** Opening Material provided block **

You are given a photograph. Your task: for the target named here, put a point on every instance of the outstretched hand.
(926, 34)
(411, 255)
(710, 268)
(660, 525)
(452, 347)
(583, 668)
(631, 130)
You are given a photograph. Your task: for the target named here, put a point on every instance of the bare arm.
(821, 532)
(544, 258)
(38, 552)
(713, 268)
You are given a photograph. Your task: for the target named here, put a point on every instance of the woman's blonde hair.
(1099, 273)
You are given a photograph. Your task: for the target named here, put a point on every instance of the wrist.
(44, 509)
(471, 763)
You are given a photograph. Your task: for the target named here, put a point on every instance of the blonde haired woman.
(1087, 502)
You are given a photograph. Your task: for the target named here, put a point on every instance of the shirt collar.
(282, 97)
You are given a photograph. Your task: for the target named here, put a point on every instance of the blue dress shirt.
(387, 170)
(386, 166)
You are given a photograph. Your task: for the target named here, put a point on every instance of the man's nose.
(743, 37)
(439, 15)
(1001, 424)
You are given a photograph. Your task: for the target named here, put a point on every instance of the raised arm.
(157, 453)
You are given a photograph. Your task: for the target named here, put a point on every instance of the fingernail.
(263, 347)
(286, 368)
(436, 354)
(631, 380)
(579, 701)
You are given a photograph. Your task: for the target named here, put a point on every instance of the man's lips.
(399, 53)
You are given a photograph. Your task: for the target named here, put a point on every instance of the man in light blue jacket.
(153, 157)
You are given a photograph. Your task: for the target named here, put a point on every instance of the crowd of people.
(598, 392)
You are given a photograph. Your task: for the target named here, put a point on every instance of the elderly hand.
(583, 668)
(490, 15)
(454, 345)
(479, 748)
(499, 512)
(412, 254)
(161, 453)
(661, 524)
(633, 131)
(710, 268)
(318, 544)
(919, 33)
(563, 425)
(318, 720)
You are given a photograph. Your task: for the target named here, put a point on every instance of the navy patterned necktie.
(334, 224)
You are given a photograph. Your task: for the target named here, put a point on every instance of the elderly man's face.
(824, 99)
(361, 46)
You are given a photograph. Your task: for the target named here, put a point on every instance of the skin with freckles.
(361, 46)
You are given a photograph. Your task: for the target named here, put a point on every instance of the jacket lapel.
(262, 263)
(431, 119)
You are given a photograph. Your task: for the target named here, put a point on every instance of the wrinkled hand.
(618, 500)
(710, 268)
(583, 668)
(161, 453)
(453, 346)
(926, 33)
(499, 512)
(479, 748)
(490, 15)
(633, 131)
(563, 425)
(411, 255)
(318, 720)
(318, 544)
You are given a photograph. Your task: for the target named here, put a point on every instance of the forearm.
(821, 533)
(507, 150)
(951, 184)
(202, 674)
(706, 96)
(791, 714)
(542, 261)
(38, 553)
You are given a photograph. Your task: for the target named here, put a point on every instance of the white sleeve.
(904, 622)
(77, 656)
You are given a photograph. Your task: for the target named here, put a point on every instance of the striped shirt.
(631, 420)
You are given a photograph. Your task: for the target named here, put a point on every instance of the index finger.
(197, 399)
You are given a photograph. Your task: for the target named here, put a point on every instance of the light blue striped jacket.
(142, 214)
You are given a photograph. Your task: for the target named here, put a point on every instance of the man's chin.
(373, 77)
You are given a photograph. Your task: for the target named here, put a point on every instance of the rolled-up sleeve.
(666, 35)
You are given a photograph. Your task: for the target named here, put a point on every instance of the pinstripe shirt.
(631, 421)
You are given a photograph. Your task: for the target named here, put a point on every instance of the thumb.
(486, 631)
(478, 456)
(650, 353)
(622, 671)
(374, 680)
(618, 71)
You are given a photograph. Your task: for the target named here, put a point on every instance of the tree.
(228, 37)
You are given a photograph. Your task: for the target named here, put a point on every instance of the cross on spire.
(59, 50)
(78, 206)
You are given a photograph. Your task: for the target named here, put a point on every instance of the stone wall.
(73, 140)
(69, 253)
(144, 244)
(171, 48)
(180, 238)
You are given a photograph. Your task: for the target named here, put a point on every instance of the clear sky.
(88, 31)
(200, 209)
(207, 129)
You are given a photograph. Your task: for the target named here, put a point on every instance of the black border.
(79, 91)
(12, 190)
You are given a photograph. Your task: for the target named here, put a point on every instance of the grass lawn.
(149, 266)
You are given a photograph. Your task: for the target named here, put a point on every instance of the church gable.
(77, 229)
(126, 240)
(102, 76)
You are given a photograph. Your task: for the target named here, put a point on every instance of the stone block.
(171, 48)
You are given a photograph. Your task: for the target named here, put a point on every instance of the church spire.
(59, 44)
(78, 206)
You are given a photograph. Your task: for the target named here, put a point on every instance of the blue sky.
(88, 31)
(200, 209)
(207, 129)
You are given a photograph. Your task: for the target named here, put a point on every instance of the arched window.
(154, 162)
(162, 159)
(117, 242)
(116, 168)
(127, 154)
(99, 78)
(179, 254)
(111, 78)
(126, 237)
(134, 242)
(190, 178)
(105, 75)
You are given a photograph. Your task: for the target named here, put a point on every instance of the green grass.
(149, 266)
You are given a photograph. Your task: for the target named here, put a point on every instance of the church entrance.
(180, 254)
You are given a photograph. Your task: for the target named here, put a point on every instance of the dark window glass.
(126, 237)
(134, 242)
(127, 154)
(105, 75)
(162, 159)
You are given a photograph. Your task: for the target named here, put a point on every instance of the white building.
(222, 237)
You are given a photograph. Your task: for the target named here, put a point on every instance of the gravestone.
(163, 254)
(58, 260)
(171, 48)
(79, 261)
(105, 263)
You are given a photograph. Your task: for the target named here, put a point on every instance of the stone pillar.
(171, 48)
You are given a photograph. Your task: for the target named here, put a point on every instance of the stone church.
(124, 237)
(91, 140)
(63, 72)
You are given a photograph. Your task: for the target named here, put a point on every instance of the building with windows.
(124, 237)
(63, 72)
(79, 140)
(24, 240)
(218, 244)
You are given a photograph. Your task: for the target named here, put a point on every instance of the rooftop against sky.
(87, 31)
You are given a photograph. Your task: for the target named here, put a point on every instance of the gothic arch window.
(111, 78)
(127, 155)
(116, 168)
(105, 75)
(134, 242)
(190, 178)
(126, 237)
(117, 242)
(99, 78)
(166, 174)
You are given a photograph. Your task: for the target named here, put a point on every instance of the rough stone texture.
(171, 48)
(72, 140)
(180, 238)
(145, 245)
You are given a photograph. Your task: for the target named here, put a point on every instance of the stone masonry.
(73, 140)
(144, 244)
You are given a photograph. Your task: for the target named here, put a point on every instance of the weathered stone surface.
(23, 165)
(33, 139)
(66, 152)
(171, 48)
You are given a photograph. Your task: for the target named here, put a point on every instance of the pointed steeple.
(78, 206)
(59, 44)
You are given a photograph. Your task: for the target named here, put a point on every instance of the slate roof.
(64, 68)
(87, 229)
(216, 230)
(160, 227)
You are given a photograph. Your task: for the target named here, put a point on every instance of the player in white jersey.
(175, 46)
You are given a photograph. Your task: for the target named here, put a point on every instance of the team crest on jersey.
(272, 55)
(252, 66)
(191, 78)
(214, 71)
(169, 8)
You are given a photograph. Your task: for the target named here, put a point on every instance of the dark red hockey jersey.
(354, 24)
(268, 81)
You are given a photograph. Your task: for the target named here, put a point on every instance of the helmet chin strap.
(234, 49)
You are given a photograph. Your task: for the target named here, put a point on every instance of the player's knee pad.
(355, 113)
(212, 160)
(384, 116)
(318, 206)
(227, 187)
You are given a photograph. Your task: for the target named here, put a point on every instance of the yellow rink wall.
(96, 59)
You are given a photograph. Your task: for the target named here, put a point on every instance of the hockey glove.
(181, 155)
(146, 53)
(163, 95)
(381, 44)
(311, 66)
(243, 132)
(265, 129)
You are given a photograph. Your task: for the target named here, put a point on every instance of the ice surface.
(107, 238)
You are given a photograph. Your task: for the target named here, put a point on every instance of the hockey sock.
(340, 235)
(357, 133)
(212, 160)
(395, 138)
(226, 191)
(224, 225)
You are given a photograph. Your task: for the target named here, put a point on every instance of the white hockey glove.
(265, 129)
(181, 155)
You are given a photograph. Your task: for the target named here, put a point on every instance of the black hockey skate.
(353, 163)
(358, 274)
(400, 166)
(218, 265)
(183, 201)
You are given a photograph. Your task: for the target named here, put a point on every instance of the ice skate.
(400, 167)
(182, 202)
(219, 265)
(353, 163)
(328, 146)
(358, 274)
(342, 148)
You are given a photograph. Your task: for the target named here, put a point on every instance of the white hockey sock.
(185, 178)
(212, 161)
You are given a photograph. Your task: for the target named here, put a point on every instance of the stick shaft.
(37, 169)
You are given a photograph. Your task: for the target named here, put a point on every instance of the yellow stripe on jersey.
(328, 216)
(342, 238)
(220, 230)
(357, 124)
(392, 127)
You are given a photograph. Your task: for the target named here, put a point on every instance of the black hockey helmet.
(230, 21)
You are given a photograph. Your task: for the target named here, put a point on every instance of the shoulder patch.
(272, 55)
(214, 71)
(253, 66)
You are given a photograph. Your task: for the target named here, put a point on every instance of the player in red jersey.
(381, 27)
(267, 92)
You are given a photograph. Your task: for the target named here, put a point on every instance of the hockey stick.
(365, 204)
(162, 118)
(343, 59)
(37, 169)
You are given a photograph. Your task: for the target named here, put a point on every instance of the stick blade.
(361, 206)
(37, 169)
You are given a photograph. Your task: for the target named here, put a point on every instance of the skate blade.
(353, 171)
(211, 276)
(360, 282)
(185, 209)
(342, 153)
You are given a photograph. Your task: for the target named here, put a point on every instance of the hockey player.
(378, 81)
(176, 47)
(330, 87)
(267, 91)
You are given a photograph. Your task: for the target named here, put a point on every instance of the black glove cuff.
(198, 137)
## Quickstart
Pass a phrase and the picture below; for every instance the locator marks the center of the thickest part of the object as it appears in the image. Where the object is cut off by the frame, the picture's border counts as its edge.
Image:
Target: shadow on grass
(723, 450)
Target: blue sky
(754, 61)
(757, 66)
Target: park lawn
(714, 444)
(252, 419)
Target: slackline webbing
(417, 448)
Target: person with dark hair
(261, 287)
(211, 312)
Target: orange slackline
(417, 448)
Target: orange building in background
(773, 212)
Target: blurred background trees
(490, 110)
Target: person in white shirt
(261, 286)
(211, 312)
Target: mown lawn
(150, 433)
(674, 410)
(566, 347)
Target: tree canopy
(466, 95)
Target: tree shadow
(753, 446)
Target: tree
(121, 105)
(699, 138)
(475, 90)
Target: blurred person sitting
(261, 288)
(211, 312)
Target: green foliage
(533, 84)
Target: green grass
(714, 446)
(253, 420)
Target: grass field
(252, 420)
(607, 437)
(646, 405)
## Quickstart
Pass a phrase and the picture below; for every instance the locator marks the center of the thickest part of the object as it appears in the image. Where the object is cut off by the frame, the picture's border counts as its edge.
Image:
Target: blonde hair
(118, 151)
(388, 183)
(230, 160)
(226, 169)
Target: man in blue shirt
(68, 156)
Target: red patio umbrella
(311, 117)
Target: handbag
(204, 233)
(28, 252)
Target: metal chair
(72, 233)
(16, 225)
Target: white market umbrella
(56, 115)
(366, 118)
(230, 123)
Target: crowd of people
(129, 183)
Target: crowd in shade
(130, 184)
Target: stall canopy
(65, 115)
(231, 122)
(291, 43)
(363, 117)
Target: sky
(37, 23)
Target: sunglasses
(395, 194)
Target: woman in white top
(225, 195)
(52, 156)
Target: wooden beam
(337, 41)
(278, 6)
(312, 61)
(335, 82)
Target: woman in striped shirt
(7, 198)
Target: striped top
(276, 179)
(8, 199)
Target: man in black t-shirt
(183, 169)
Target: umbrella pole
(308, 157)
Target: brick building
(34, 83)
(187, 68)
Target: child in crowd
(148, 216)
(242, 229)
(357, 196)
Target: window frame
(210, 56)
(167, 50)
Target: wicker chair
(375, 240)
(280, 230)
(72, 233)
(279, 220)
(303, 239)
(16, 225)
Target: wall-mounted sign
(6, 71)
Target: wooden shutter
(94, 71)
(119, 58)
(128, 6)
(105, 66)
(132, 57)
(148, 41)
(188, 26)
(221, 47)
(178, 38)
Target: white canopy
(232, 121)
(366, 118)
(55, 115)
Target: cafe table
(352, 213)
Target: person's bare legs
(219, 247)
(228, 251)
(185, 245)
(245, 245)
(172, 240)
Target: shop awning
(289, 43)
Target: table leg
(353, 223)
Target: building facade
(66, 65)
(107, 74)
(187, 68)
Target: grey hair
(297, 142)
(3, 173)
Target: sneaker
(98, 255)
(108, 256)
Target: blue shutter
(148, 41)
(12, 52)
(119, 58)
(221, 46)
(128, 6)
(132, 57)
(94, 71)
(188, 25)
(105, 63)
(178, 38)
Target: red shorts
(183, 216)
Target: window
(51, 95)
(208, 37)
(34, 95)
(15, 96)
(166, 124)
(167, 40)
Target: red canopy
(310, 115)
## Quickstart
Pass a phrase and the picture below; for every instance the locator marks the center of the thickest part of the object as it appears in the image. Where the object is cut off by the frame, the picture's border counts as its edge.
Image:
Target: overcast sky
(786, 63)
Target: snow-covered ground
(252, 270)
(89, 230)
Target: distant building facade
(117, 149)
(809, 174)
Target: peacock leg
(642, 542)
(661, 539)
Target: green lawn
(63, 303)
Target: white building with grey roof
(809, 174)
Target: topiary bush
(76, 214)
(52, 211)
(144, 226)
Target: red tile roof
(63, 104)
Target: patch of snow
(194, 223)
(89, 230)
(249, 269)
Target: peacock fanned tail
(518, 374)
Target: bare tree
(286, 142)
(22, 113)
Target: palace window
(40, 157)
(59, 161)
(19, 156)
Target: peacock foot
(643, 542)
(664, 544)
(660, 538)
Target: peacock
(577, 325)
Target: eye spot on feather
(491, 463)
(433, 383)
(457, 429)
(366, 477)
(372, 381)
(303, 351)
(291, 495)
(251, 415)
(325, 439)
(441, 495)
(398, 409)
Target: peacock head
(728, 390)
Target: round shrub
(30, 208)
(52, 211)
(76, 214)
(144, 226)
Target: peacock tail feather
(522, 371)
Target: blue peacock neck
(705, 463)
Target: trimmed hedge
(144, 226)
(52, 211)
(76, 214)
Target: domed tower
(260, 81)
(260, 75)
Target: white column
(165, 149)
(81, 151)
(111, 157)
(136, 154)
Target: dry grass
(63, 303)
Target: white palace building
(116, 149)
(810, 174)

** Closing Material provided block **

▶ **Required work**
Go to the line holding "Target: domed tower" in the entries above and return it, along with every line after it, exactly as written.

▶ **Response**
Target: domed tower
(260, 81)
(260, 75)
Target: white column
(165, 149)
(81, 151)
(111, 157)
(136, 154)
Target: dry grass
(63, 303)
Target: white palace building
(116, 149)
(810, 174)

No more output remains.